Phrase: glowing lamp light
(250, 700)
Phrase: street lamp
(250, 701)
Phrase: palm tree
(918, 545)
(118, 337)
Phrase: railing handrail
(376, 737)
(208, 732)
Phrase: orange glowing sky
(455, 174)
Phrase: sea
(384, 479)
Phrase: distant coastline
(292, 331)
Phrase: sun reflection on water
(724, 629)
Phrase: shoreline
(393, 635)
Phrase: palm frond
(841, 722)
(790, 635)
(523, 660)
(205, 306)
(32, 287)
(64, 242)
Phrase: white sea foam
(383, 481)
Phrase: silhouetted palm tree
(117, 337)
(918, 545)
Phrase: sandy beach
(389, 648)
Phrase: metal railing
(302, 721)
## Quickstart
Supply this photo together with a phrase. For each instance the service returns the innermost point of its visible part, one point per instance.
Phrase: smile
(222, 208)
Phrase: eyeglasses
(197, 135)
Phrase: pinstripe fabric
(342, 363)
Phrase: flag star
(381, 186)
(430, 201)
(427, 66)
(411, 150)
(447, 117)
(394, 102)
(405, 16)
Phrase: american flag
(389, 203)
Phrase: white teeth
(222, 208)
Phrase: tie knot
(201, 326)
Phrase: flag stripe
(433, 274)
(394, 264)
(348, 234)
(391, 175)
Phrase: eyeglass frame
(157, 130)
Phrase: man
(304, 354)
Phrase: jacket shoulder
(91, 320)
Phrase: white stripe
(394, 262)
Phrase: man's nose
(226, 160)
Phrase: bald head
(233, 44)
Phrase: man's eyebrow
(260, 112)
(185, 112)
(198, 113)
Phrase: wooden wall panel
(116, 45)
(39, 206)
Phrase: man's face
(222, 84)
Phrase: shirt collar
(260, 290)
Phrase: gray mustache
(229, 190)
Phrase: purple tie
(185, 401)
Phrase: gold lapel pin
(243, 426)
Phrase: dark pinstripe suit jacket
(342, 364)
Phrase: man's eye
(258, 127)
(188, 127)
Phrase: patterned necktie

> [TASK DESCRIPTION]:
Starting with the line that contains "Phrase: gold lapel pin", restate every line up to and including the last one above, exactly.

> [EXERCISE RESPONSE]:
Phrase: gold lapel pin
(243, 426)
Phrase: dark pinstripe suit jacket
(342, 364)
Phrase: man's eye
(258, 127)
(188, 127)
Phrase: patterned necktie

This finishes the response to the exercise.